Referring expression pointing data
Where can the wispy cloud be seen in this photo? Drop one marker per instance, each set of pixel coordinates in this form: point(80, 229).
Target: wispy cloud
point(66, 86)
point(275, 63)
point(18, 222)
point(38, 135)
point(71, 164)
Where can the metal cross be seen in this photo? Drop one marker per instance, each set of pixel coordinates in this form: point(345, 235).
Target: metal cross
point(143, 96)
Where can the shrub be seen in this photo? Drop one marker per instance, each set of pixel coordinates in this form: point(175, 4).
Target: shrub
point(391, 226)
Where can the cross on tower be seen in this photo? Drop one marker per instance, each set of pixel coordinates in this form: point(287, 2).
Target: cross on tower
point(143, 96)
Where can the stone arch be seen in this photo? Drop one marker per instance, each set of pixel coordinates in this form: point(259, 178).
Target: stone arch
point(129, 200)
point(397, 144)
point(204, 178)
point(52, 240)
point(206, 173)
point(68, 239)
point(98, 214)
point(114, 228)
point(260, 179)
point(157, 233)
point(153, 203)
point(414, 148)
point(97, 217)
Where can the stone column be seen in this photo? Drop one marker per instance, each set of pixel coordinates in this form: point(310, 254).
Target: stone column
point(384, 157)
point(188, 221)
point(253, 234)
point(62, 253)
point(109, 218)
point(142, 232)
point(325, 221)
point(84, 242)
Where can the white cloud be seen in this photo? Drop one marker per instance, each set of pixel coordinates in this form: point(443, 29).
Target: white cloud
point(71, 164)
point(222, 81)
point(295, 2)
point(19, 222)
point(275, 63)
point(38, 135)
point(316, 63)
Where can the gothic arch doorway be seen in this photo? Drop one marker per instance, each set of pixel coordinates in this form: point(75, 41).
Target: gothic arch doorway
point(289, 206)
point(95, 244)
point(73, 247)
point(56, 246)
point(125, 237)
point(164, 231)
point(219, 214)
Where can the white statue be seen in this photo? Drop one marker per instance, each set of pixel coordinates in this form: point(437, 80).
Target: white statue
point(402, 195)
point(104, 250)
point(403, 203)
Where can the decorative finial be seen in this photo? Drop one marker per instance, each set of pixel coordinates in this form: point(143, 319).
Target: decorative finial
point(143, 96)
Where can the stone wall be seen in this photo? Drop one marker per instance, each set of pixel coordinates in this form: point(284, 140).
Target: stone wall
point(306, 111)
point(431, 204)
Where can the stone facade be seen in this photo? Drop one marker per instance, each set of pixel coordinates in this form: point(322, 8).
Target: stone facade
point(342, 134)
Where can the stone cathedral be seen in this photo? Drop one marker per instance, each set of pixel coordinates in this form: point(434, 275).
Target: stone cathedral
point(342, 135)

→ EXERCISE DIRECTIONS: All of the entries above must be output word for word.

→ TASK OUTPUT:
Where can the wispy cloud be seen in this photo? Drop one marker per instance, each set of pixel coordinates in this form: point(80, 229).
Target: wispy cloud
point(66, 86)
point(275, 63)
point(18, 222)
point(38, 135)
point(71, 164)
Where can the metal cross be seen in this photo? Drop one marker per instance, each set of pixel coordinates in this form: point(345, 235).
Target: metal cross
point(143, 96)
Where can the shrub be seen in this photo? Drop one marker per instance, each set of pixel coordinates in this form: point(175, 4).
Target: shrub
point(391, 226)
Where can the cross on tower be seen in this photo? Drop one marker per instance, each set of pixel coordinates in this form: point(287, 2).
Target: cross on tower
point(143, 96)
Where can the stone arch be seen in this photo? Drop one marker per instance, each set of pixel coordinates in this form: point(259, 178).
Target: stone arch
point(129, 200)
point(397, 144)
point(204, 178)
point(52, 240)
point(206, 173)
point(68, 239)
point(98, 214)
point(114, 228)
point(260, 179)
point(157, 233)
point(153, 203)
point(414, 148)
point(97, 217)
Where can the stone column be seen in this photo? Drop one marker per instance, each set of pixel coordinates in this form: point(310, 254).
Target: stone column
point(384, 157)
point(188, 221)
point(253, 234)
point(62, 253)
point(109, 218)
point(142, 232)
point(325, 221)
point(84, 242)
Where can the white cloud be seen in this photo? Drop one marker per instance, each set of pixel coordinates in this form: point(443, 29).
Target: white cloud
point(71, 164)
point(222, 81)
point(295, 2)
point(19, 222)
point(275, 63)
point(38, 135)
point(316, 63)
Where can the gothic arch doorway be seen in this photo? Drop one marker per instance, each set of pixel coordinates in this form: point(75, 41).
Target: gothic arch doorway
point(289, 206)
point(95, 244)
point(73, 247)
point(56, 246)
point(125, 237)
point(164, 231)
point(219, 214)
Where can the white statue be seen in this photo? Drop one marker per instance, each set of pixel coordinates in this form: point(437, 80).
Target: white statue
point(402, 195)
point(104, 250)
point(403, 203)
Where can the decorative finial be seen in this photo? Drop one marker per instance, each set of pixel coordinates in this form: point(143, 319).
Target: decorative finial
point(143, 96)
Where can the stone wall be seen in this photo? Drop one marker per instance, each set of pixel coordinates in this form: point(284, 140).
Target: stone wall
point(306, 111)
point(431, 204)
Where can the stone facade be seen in this photo? Drop one marker per instance, each set of pixel coordinates in this form: point(322, 8).
Target: stone facade
point(342, 134)
Where can the stone cathedral be seen in this photo? Drop one marker per instance, each set of pixel coordinates in this form: point(434, 275).
Target: stone cathedral
point(342, 135)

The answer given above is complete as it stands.